--- start of Stored data ---
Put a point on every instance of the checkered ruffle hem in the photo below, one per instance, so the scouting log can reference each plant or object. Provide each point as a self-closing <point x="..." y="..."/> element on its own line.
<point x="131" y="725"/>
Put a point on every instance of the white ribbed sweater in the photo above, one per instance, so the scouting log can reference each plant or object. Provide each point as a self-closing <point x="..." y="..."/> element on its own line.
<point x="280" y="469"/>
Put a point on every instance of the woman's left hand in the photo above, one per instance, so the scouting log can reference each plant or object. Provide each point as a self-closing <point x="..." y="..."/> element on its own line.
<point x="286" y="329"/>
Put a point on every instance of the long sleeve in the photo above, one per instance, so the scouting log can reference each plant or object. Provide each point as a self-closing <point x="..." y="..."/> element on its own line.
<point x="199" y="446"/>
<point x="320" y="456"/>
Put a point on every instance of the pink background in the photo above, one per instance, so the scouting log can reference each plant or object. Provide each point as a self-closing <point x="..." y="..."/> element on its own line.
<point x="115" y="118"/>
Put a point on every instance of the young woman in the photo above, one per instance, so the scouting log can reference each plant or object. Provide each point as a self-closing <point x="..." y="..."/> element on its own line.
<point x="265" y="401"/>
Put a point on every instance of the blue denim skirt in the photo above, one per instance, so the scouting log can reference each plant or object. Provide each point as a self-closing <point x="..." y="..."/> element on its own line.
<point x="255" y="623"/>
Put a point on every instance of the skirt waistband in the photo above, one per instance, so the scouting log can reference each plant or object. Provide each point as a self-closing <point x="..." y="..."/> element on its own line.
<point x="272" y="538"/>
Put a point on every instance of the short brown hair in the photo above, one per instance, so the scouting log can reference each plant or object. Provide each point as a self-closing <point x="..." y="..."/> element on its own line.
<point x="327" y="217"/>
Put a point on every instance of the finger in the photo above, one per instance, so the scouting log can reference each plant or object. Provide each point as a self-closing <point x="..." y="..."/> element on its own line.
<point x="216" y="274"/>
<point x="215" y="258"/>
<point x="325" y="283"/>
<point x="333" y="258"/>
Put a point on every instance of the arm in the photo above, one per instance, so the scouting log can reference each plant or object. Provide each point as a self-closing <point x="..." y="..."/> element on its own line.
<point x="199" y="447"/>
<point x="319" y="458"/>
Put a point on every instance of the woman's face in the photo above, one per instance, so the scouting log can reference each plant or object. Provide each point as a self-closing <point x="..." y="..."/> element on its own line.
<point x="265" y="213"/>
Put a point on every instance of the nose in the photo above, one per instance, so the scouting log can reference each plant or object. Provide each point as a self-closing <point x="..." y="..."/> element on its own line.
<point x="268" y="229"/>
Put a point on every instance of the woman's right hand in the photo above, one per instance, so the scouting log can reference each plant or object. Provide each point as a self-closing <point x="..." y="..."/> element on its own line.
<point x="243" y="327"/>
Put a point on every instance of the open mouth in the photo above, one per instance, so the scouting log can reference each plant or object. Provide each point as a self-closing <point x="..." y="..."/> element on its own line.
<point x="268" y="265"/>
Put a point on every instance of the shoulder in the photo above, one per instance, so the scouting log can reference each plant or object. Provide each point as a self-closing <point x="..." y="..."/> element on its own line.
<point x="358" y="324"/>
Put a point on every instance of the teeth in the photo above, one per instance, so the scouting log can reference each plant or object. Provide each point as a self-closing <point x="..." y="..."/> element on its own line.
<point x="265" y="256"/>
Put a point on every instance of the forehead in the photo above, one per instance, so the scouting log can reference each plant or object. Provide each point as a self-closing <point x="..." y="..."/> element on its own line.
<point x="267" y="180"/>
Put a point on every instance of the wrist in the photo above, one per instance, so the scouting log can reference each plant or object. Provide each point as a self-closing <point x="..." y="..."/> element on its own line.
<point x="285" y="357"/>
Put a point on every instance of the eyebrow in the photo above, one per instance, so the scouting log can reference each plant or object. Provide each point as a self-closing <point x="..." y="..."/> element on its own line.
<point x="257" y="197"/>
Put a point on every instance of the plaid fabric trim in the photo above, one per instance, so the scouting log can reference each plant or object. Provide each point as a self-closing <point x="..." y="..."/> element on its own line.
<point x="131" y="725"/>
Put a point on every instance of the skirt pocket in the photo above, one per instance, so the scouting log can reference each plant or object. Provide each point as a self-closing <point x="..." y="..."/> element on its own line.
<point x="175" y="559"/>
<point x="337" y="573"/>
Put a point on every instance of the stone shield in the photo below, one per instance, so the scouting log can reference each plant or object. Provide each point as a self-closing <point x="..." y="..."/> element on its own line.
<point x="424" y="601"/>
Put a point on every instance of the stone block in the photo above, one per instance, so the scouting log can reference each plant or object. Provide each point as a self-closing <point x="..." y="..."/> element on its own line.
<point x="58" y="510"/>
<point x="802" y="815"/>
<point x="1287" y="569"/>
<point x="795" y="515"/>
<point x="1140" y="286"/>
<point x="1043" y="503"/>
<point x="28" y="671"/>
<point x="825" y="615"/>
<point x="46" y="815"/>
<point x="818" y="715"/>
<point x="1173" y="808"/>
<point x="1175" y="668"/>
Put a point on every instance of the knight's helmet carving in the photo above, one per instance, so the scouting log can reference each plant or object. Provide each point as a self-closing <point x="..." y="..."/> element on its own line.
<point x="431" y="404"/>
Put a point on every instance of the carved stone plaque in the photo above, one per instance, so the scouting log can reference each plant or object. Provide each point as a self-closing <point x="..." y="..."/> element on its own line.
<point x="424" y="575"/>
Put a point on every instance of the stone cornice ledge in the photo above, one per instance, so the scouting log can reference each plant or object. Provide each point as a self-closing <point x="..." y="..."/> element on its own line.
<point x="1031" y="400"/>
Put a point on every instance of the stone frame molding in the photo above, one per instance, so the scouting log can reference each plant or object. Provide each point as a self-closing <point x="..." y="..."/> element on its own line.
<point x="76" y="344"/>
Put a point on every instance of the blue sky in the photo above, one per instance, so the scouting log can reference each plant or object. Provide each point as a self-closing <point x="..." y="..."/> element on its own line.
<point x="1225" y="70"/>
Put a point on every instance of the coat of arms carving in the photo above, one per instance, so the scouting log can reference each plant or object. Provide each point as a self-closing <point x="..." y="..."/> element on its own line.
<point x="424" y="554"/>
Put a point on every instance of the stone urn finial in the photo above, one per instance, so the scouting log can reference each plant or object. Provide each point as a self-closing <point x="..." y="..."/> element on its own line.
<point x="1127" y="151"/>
--- end of Stored data ---
▸ Brief:
Copy out the lines from the one containing "Put a point on every instance of the blue sky" through the last line above, both ends included, without changing anything.

▸ Complete answer:
Put a point on every instance of the blue sky in the photo above, one per instance, so the scouting log can reference each plant or object. Provide each point as a self-closing <point x="..." y="..."/> element on its own line.
<point x="1225" y="70"/>
Put a point on every instance of the coat of arms carving in the photo above, one per instance, so the scouting log can reference each plant or object. Provide each point as a self-closing <point x="..." y="..."/> element on its own line.
<point x="424" y="554"/>
Put a point on every instance of the stone urn finial in the photo above, one per instance, so the scouting log can reference each plant or object. Provide each point as a self-closing <point x="..." y="..."/> element on its own line.
<point x="1127" y="151"/>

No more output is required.